Stated task:
Copy the material from its first line through the line with "[[7, 164], [105, 192]]", swapping "instance" for "occurrence" and leaving everything else as it is. Omit the pictures from your copy.

Location identification items
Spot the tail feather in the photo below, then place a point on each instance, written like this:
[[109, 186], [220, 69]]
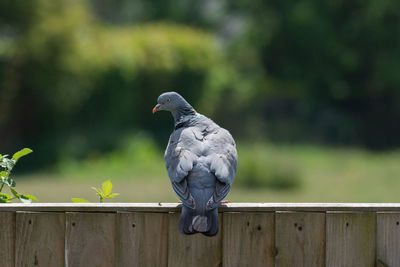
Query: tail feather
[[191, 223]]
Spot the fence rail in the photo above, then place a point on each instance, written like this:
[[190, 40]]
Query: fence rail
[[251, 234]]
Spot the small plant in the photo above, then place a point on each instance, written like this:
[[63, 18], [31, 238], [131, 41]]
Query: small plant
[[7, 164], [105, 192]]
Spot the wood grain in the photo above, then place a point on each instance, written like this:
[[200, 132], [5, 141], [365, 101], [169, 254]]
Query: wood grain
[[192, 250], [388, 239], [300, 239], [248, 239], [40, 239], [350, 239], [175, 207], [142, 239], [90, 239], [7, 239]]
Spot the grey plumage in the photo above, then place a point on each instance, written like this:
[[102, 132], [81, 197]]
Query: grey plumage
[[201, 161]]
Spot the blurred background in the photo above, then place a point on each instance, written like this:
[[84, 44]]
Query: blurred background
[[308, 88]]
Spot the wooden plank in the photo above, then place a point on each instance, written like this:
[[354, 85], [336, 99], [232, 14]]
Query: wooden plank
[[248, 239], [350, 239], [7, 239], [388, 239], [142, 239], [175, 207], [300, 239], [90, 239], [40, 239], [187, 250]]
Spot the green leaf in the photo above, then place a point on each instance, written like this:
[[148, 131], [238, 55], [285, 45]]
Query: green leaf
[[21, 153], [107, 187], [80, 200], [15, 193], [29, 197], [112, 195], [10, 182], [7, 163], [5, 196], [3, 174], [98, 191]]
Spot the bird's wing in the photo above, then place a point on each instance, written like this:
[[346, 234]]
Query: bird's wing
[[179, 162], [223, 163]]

In response:
Spot the tail feather in the photo below, then place a point on each occurrence, written like this:
[[109, 186], [220, 69]]
Query: tail feather
[[191, 223]]
Spot the fence rail in the photo above, then place a point on each occurrence, written like this:
[[190, 40]]
Query: fence rail
[[251, 234]]
Spot the small plant in the photo above, then place a point on each occurrence, written like this:
[[63, 18], [31, 238], [131, 41]]
Query: small plant
[[7, 164], [105, 192]]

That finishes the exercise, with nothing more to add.